Instruction:
Copy out the records below, swapping "zone-entry log" for "annotation log" wherever it appears and changing nothing else. Leave the pictures out of your copy.

Information supplied:
<<<<

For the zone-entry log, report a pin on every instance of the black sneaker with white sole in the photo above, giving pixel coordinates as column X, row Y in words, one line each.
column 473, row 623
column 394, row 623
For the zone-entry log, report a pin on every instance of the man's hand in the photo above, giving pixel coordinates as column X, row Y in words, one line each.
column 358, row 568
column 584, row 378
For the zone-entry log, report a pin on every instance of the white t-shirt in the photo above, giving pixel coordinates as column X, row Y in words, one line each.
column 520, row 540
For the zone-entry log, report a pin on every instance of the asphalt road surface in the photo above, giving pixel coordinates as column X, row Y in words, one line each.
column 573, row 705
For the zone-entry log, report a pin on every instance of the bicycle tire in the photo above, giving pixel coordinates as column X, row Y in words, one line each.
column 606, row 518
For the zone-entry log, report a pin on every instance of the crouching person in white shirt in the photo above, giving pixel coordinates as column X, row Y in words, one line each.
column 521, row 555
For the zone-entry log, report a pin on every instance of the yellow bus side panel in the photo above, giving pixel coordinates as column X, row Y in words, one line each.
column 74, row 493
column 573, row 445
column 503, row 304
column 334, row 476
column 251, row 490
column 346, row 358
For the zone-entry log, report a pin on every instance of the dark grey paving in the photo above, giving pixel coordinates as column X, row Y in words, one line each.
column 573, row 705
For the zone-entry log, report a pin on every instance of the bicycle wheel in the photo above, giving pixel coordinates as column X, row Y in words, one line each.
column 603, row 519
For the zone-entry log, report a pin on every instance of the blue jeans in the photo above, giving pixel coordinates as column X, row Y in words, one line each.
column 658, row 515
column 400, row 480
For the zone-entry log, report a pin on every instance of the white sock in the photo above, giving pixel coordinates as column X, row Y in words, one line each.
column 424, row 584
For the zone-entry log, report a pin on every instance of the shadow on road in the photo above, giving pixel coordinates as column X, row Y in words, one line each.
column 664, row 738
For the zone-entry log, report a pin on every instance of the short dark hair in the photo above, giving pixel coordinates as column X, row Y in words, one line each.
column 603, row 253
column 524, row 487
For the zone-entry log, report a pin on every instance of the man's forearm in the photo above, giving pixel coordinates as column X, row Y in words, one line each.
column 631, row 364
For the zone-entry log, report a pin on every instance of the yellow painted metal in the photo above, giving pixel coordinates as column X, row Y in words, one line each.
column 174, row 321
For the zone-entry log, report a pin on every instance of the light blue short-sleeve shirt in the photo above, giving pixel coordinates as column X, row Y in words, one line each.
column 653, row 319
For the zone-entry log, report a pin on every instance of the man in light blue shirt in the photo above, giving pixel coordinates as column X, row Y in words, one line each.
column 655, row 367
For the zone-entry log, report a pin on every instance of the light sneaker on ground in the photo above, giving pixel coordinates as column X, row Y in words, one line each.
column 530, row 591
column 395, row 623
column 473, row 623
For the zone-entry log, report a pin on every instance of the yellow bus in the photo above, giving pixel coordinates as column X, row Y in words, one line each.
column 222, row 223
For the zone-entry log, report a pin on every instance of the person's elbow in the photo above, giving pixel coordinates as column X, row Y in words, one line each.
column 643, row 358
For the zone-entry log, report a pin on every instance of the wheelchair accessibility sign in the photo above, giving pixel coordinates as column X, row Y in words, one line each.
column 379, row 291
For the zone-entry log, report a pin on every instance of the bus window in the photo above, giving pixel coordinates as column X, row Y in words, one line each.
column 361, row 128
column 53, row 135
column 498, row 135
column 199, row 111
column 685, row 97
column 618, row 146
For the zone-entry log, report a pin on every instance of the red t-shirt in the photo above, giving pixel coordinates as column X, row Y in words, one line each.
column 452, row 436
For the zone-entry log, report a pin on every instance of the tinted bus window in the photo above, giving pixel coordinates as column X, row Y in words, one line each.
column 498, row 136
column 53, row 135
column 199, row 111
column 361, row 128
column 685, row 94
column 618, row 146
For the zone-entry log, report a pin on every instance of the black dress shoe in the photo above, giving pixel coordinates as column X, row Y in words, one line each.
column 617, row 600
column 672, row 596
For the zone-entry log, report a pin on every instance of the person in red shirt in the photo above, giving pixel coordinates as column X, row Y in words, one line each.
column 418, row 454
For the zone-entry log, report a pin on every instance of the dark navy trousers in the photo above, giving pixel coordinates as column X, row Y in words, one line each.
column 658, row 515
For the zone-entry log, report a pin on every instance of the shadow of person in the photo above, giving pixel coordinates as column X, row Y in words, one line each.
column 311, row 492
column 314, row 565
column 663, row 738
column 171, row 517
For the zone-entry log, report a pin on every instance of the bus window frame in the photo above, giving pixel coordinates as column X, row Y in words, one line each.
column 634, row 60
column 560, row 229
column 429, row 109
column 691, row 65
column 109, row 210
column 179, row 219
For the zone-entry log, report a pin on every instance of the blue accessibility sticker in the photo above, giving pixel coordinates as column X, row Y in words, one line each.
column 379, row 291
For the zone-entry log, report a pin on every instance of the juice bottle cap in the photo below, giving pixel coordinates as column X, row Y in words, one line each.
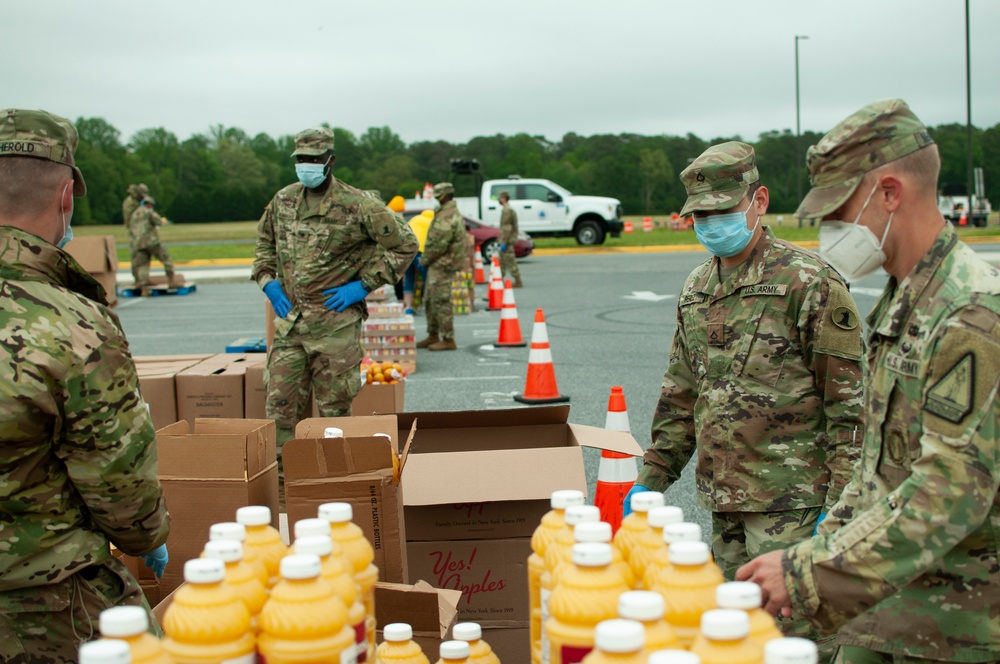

>>>>

The answer:
For the annotation log, report a pin on every instance of the black sneaker with white sole in the photo above, giving pixel coordinates as column X, row Y in words, one line each.
column 473, row 623
column 394, row 623
For the annotation log, report a pin on every instance of the man's hand in the photo above, giving pixel coordinates as column X, row Y in words, one line each.
column 358, row 568
column 584, row 378
For the annotation log, report a pin on every instance of the white t-shirt in the photo above, giving pixel coordinates as column X, row Y in words, one line each.
column 520, row 540
For the annotation log, report a pin on every instance of the asphalt road surface in the photo above, giving pixel coordinates as column X, row Y in words, one line each.
column 573, row 705
For the annotation log, report a pin on every instance of the bicycle tire in the photo above, giving pixel coordinates as column X, row Y in words, one line each.
column 606, row 518
For the annotation log, report a pin on every instance of the crouching person in white shirt in the photo above, giving pixel coordinates as column X, row Y in words, one line each.
column 521, row 555
For the annotation log, report a pin on every instance of the yellow bus side panel in the photo above, giving pixel coordinates as column X, row Y in words, one line each.
column 74, row 493
column 573, row 445
column 503, row 304
column 334, row 476
column 251, row 490
column 346, row 358
For the annotation log, report a pin on every instance of the dark grey paving in the photo above, giving pixel coordinates as column X, row Y in words, one line each.
column 573, row 705
For the annotation log, report a pin on every instance of the bicycle wheel in the photo above, giving pixel coordinates as column X, row Y in words, one line each.
column 603, row 519
For the annotation log, report a pin on every instance of the blue jeans in the photo above, giving pixel coordinates as column X, row Y in words, one line each.
column 658, row 515
column 400, row 480
For the annotation log, report a pin on every instance of the white sock in the photo above, giving pixel coordinates as column X, row Y in words, one line each.
column 424, row 584
For the annotation log, report a pin on every instance of the shadow on road in the photo above, giving pixel coordinates as column X, row Y in words, one line each.
column 664, row 738
For the annotation log, report a pin on every instance of the short dark hair in the photo above, giving pixel coordinates as column X, row Y in words, one line each.
column 603, row 253
column 524, row 487
For the annotation log, report a pin on every instance of the man's forearm in the photo above, giving pixel coordinates as column X, row Y in words, one line each.
column 631, row 364
For the annotation log, report a pin on every instance of the yellow painted metal in the photo above, giving pixel coordinates as column X, row Y in words, one line each.
column 174, row 321
For the annotation log, report a pin on every instance of the light blue short-sleeve shirt in the photo above, giving pixel coordinates as column X, row Y in words, one line each.
column 653, row 319
For the annotation log, report a pin on every instance of the man in light blue shirt in the photo above, giving pixel coordinates as column X, row Y in words, one line each.
column 655, row 367
For the annotation log, report a pin on every instance of the light sneaker on ground in the photo above, giving pixel coordinates as column X, row Y in words, one line each.
column 530, row 591
column 395, row 623
column 473, row 623
For the annotation log, report a pin on every instance of the yellow bus in the photo above, giving pixel coordinates as column X, row Y in words, one line each.
column 222, row 223
For the annotation log, report a pin on every instance of the person's elbow in the photo above, giving pixel coordinates as column X, row Y in words, one line each.
column 643, row 358
For the annotation log, report a pin on every instance of the wheelchair accessibility sign in the photo above, giving pixel coordinates as column X, row Y in words, one line each.
column 379, row 291
For the annotation log, report a pin on every instance of the bus window in the photo above, giving pixel coordinates as column X, row Y in words, one line each.
column 361, row 128
column 53, row 135
column 498, row 135
column 199, row 111
column 685, row 97
column 618, row 146
For the annotation log, report a pin on every instance of the red t-shirt in the photo above, giving pixel coordinates as column X, row Y in words, one line each.
column 452, row 436
For the annotation log, report a pin on every instance of the tinted bus window in the photo above, giving pixel coordinates as column X, row Y in words, one line each.
column 498, row 136
column 53, row 135
column 199, row 111
column 361, row 128
column 685, row 94
column 618, row 146
For the annotation log, report a pin on every instance of the black dress shoe in the photo above, giving pixel coordinates as column X, row Y in words, one line each.
column 617, row 600
column 672, row 596
For the annotation log, report a pin on every instance of the person in red shirt in the photo above, giving pixel coordinates as column X, row Y in words, one line each.
column 418, row 454
For the annotation log, report a pin on every instance of the dark navy trousers in the photo above, giving pixel coordinates as column X, row Y in words, one line each.
column 658, row 515
For the annotation log, report a pin on every instance of the shadow of person in the photo above, giving pixel coordinates as column X, row Y in words, one line each.
column 311, row 492
column 314, row 565
column 663, row 738
column 171, row 517
For the annotation log, report a pin on every instance of the bus window frame in the photo above, giving pixel coordinates as column X, row Y in words, one line each.
column 634, row 60
column 560, row 229
column 429, row 109
column 691, row 65
column 109, row 210
column 179, row 219
For the annotation log, report a pin on every instance of the blue accessibility sticker in the photo above, giving pixel coordinates as column X, row Y in words, one line each.
column 379, row 291
For the annotation log, report a pin on every instance of the juice bottle cap in the photo below, giving pixel coordinates as column X, row Y in words, one line each.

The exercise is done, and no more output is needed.